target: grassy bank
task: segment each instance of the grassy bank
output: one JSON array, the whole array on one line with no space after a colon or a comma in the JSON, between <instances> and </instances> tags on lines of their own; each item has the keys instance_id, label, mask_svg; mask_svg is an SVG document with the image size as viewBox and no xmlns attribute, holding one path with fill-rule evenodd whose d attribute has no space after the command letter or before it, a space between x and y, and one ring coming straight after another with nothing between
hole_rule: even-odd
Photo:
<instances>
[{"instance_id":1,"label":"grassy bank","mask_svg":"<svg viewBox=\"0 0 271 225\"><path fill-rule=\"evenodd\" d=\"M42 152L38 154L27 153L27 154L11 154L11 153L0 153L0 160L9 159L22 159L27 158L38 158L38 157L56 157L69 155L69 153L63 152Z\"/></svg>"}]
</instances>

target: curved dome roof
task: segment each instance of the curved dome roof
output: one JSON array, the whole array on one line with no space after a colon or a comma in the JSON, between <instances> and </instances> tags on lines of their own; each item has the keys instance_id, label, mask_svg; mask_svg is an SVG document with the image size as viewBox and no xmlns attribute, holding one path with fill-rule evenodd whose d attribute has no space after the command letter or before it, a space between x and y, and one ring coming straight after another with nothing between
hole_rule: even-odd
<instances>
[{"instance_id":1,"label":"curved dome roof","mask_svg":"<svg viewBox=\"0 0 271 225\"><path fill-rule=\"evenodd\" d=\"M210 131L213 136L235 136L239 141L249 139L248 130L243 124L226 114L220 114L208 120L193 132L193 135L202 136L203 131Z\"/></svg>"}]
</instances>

========

### Exercise task
Turn all the records above into a numbered list with one line per item, skipping the blank lines.

### Task result
1. target: grassy bank
2. task: segment each instance of the grassy bank
3. output: one JSON array, the whole array on one line with no space after a colon or a comma in the JSON, between <instances> and </instances> tags on lines of their own; each item has the keys instance_id, label, mask_svg; mask_svg is an SVG document with the image size as viewBox and no xmlns attribute, holding one path with fill-rule evenodd whose d attribute has no space after the command letter or before it, a space between x and y, and one ring coming straight after another with nothing between
4. hole_rule: even-odd
5. Photo:
6. <instances>
7. [{"instance_id":1,"label":"grassy bank","mask_svg":"<svg viewBox=\"0 0 271 225\"><path fill-rule=\"evenodd\" d=\"M42 152L38 154L27 153L27 154L11 154L11 153L0 153L0 160L9 159L22 159L27 158L38 158L38 157L56 157L69 155L69 153L63 152Z\"/></svg>"}]
8. </instances>
9. target: curved dome roof
10. task: segment each instance of the curved dome roof
11. output: one JSON array, the whole array on one line with no space after a colon or a comma in the JSON, between <instances> and </instances> tags on lines of their own; each item has the keys instance_id, label, mask_svg; mask_svg is an SVG document with the image size as viewBox and no xmlns attribute, holding one path with fill-rule evenodd whose d attribute has no space after the command letter or before it, a space between x and y, and one ring coming straight after another with nothing between
12. hole_rule: even-odd
13. <instances>
14. [{"instance_id":1,"label":"curved dome roof","mask_svg":"<svg viewBox=\"0 0 271 225\"><path fill-rule=\"evenodd\" d=\"M210 131L213 136L235 136L239 141L249 139L248 130L243 124L226 114L220 114L208 120L193 132L193 135L202 136L203 131Z\"/></svg>"}]
15. </instances>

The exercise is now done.